**What the exercise asks:**
Scan the material for "below". Copy every line it appears in.

**Supplied records:**

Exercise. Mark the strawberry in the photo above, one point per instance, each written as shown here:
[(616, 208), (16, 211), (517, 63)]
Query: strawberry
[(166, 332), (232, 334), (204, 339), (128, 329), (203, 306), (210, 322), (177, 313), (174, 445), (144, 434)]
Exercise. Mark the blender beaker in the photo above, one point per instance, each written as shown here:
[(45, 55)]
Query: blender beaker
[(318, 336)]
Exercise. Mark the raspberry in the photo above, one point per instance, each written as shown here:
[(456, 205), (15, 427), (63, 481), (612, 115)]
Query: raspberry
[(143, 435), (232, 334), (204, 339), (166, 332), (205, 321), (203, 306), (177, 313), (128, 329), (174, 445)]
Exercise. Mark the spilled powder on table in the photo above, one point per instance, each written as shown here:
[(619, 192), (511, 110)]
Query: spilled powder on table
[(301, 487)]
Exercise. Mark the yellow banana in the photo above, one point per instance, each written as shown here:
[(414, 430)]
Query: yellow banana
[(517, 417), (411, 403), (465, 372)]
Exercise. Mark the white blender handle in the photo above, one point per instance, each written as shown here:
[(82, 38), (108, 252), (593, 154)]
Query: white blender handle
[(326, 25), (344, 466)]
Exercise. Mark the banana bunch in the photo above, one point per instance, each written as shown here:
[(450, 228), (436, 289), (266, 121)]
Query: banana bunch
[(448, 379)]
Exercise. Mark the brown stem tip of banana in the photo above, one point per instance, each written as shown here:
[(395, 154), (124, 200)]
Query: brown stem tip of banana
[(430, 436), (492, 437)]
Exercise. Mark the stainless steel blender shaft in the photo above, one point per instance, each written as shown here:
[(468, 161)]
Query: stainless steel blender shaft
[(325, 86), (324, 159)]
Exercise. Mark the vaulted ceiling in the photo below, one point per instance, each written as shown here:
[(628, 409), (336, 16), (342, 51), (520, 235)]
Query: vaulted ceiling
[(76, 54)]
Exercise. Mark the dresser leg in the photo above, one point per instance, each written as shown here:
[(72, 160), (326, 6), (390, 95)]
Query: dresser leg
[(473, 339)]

---

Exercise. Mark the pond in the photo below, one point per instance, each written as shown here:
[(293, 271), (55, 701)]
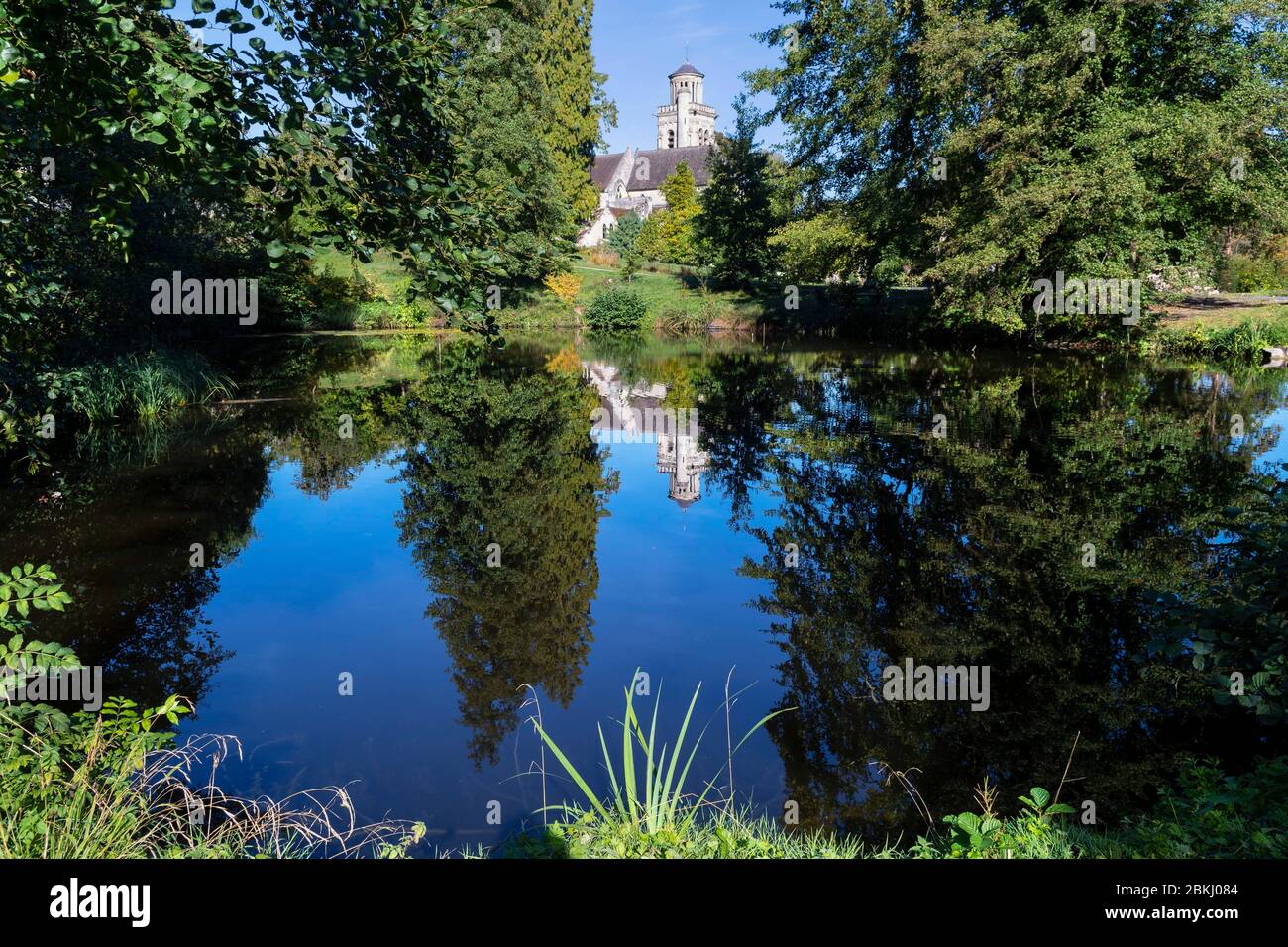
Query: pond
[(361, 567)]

* * *

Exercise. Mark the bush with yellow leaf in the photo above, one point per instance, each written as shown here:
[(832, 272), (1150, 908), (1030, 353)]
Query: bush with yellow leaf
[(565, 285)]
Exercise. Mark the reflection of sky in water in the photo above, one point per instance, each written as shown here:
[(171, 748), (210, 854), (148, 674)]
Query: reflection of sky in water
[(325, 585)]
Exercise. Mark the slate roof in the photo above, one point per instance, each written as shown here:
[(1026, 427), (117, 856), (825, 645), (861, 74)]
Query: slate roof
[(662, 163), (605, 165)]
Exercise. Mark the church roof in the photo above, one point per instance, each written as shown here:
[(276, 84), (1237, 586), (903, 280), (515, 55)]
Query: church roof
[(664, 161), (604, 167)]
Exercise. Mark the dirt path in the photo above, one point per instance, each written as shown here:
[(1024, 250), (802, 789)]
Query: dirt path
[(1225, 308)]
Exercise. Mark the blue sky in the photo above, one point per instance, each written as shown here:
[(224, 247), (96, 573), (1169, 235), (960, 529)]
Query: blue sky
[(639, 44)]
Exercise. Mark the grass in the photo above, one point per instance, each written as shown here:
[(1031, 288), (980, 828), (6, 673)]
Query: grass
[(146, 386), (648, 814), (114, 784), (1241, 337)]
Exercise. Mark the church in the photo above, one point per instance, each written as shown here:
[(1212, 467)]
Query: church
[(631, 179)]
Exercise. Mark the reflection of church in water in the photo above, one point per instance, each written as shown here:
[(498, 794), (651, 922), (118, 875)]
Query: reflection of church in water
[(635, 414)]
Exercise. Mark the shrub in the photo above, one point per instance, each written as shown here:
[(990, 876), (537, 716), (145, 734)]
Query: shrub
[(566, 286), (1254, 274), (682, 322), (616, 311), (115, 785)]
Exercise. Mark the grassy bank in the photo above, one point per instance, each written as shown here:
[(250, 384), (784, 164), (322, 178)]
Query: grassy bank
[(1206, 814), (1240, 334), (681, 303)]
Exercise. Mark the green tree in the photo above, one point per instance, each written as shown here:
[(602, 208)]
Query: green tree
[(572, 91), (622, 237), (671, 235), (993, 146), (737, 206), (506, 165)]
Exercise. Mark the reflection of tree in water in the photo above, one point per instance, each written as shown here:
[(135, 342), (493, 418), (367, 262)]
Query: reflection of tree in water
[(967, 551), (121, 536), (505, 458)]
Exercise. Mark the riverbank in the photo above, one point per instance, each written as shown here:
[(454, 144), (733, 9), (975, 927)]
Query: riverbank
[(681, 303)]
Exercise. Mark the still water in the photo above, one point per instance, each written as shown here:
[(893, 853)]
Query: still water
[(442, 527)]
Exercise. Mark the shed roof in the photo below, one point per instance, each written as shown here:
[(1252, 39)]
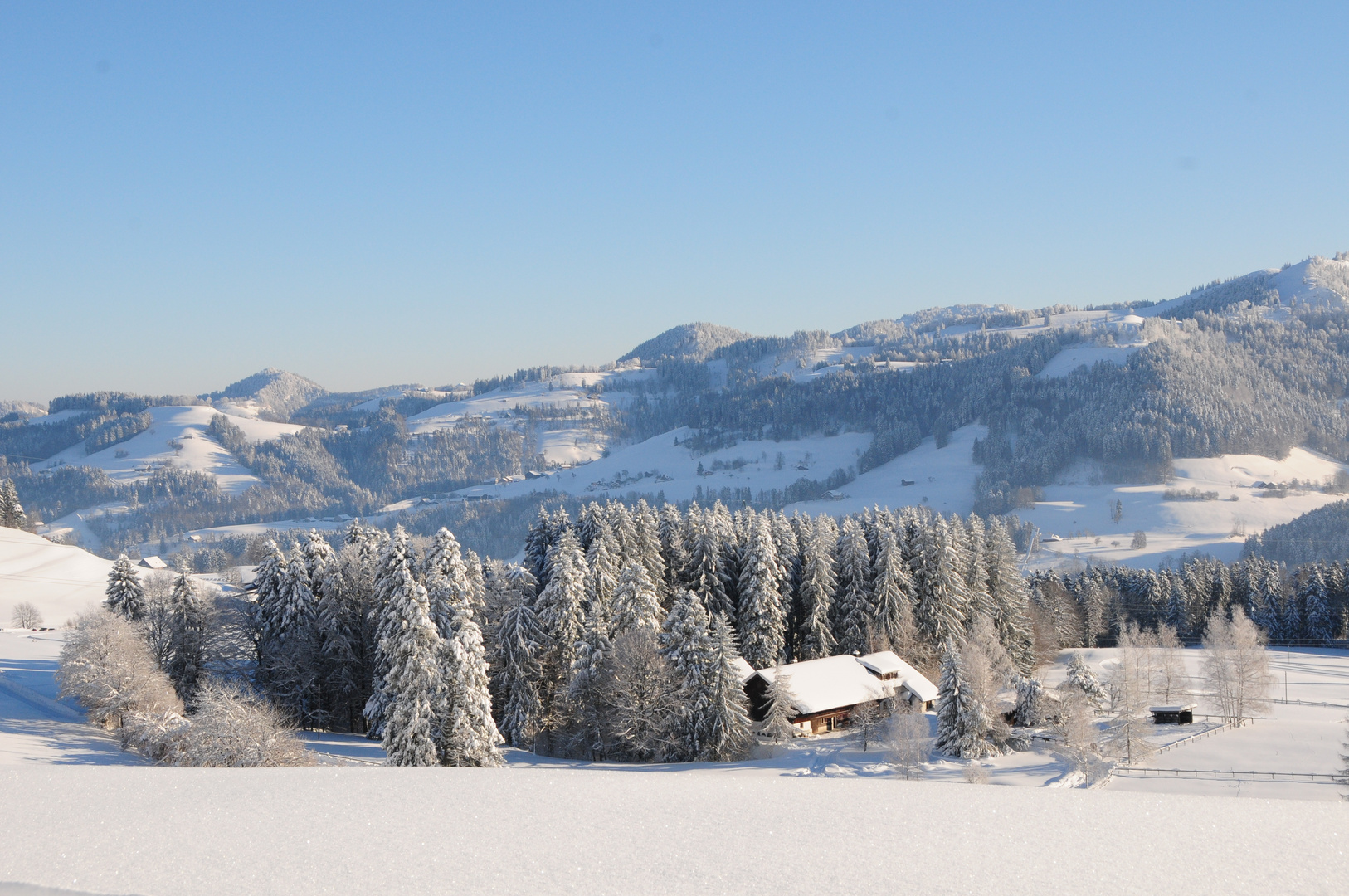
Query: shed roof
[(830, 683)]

**Your response:**
Exercise. Mark the vaulted ceiling in the photo below, one point per instance, each written as shown here:
Exercise. Mark the pond in the photo below, one point per instance, each written as shown here:
Exercise. Mark the shed roof in the photo below, one point per instance, each written as shown here:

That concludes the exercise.